Top of Information given

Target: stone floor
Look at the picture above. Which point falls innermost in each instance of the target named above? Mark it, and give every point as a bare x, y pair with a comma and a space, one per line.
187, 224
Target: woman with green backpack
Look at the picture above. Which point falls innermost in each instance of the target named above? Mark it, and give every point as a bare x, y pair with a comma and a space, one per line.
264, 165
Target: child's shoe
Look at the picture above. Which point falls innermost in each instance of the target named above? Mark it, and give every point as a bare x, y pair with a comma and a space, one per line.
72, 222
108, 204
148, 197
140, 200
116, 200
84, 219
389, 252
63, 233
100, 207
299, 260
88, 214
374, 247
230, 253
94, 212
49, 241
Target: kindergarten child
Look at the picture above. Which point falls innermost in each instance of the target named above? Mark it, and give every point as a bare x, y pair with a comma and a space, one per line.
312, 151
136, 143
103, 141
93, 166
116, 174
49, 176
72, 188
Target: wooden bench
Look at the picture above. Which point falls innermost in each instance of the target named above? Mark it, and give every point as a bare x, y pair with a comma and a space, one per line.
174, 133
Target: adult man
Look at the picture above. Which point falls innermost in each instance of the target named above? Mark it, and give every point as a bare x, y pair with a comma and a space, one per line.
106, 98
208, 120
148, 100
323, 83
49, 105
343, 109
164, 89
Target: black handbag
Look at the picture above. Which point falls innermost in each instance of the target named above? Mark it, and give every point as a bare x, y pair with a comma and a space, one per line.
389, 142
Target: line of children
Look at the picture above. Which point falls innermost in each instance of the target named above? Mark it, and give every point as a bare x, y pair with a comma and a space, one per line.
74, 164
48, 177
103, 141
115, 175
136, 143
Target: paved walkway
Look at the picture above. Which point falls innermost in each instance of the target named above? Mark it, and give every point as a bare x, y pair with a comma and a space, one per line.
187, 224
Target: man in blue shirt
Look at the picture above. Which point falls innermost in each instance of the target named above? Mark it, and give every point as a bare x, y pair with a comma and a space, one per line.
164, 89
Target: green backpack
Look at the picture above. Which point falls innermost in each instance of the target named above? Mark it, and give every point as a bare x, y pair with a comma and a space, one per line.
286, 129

Bottom of Information given

**What is being asked**
Print the data above exactly as it reads.

**Answer below**
Target: stone floor
Look at the picture above. Which point falls innermost in each instance of the target named above? Mark it, and give every point as a bare x, y pair with a comma and a space, one per line.
187, 224
Target: woman with green backpack
Look at the picture above. Which point falls innermost in each instance of the target named above? Mark it, and give every point as a bare x, y pair with a comma and a space, one per line.
264, 165
Target: child's shoe
Look at the picture above. Which point falls innermost in each instance of the target named above? Mark it, and give every point as a bare x, y pair with a comma and a space, one per line.
72, 222
108, 204
148, 197
140, 200
116, 200
84, 219
389, 252
63, 233
100, 207
299, 260
88, 214
374, 247
230, 253
94, 212
49, 241
Target: kindergarten child
Look at the picture above. Which point falls innermost in each instance of the target named above? Mark it, and give every point as a bare x, y pair with a comma and a space, one per line.
312, 151
136, 143
103, 141
93, 166
116, 174
49, 176
72, 188
Target: wooden bench
Look at the picture above. Which point falls innermost in each instance of the target named above? Mark it, and give every point as a bare x, y pair with a comma and a space, one per line.
174, 133
Target: adult man
Look at the picture above. Which point falls innermost in each instance of the target named above? Mark it, and give every point as a bare x, y pair with a comma and a space, one per line.
106, 98
208, 120
148, 100
323, 83
49, 105
343, 109
164, 89
Target: black handbag
Look at the picture above. Which point falls innermost in each instance of the target named above? Mark it, and give every point as a bare x, y pair with a comma and a space, one per line.
389, 142
Target: line of children
Look at the picture above. Which point falls innermost in each instance of the target named above? Mark it, and give every point as a bare x, y pair with a comma and a space, one per line.
74, 164
48, 177
103, 141
115, 175
136, 143
Target: paved walkway
Look at the picture above. Which point falls innermost in each instance of the target named above? Mark it, and give every point as a bare x, y pair with a comma and a space, one per line.
187, 224
Target: man in blue shirt
Look at the picture above. Which point falls innermost in each instance of the target named above? Mark it, and give every point as a bare x, y pair with a comma and a space, one per line.
164, 89
Target: green backpack
Look at the picture above. Which point falls innermost in each instance of the target named above? Mark it, and give every point as a bare x, y pair with a comma and a space, one per line.
286, 129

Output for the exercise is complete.